*Task requirements*:
Please print the records below exactly as they are.

*Records supplied*:
++++++
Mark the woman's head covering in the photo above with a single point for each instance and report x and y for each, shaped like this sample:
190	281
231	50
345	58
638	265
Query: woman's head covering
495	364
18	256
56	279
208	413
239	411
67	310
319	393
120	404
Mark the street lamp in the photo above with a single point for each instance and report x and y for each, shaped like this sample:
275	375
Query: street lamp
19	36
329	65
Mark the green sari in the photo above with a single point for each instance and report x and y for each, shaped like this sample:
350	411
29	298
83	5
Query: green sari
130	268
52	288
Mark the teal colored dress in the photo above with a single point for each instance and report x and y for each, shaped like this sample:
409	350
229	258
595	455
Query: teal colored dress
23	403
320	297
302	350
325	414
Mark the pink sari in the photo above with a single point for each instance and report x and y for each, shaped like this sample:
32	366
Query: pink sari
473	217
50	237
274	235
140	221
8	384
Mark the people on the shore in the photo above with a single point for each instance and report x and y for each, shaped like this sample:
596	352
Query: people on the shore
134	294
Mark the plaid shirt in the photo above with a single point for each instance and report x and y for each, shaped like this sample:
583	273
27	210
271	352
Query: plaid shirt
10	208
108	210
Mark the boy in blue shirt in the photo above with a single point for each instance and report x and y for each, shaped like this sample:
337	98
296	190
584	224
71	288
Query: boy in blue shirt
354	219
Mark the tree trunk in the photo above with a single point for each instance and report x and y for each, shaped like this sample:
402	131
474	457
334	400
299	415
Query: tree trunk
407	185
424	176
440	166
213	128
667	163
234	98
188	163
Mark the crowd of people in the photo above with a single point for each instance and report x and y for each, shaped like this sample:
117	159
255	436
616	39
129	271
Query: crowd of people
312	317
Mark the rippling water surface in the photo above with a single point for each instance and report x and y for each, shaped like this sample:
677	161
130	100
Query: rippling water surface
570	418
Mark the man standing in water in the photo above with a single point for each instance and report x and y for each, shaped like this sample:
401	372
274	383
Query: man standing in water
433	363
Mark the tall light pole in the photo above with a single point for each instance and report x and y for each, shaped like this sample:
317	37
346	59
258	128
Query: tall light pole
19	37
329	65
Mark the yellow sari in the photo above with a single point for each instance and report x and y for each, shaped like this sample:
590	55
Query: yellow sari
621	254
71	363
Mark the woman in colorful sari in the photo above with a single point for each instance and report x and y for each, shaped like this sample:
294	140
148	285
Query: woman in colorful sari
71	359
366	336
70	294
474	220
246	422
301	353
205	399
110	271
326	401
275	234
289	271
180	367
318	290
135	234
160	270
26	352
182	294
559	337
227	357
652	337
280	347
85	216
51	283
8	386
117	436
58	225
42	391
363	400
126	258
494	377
++++++
*Solution*:
Mark the woman's head covering in the photo above with a single point for each instance and report x and y for each, shaped like this sample:
190	281
231	50
345	58
638	265
Query: woman's head covering
495	364
18	256
56	279
208	413
239	411
67	310
319	393
120	404
Mark the street lamp in the photo above with a single point for each instance and report x and y for each, shaped like this sample:
275	375
Query: street lamp
19	36
329	65
Mark the green sari in the photo above with a single point for each instance and report x and y for each, shaped like this sample:
350	411
29	298
83	5
Query: green sari
130	268
52	288
Mark the teal colored dress in the photo above with a single point for each instance and report x and y for each, shaped like this sample:
409	350
229	258
595	455
Query: teal colored dress
23	403
320	297
302	350
325	414
Mark the pink sari in the photo above with a single point for each instance and report x and y for each, shaped like this sample:
32	366
Query: pink sari
473	217
50	237
274	235
140	221
8	384
Mark the people on the shore in the photo above with a single point for each instance and report x and y for each, shaped like this sample:
596	352
Query: people on the shore
134	294
Mark the plaid shirt in the photo above with a single point for each instance and report x and y for each, shaped like this sample:
583	273
27	210
271	352
Query: plaid shirt
10	208
108	210
Mark the boy in blue shirt in the photo above with a single point for each instance and report x and y for each, shaped like this sample:
337	98
296	190
584	224
71	288
Query: boy in blue shirt
354	219
Mark the tree trunk in the photo above with a single point for each instance and report x and y for each, shaped like this sample:
402	131
474	457
334	400
299	415
Query: tree trunk
407	185
424	176
440	166
213	128
667	163
234	98
188	163
Mark the crowd of people in the photo above with a single point for each instance and report x and y for each, shaped like this sample:
117	159
255	436
616	39
129	271
Query: crowd of people
312	317
Mark the rippling water surface in the photo above with a single point for each instance and report x and y for each, shaped like this sample:
677	161
130	100
Query: rippling water surface
570	418
Mark the man standing in water in the photo above with a single point for each instance and report x and y for each, shaped like this sample:
401	372
274	383
Query: man standing in water
433	363
Mark the tall light pole in the photo above with a single point for each instance and report x and y for each, shaped like this sample:
317	37
346	59
258	128
Query: tall light pole
19	37
329	65
Mark the yellow sari in the photo above with a single point for each instance and report x and y for each, shaped like this sample:
590	55
Query: yellow sari
621	254
71	363
Mark the woman in colorful sari in the photo above with a single point for each instance and report x and y for each, shaped like this sample:
294	140
148	285
Query: woman in colorful sari
71	359
366	336
70	294
474	220
246	422
301	353
205	399
110	271
326	401
275	234
289	271
180	367
318	290
135	234
160	270
26	352
182	294
559	337
227	357
652	337
280	347
85	216
51	283
8	386
117	436
58	225
42	391
363	400
126	258
494	377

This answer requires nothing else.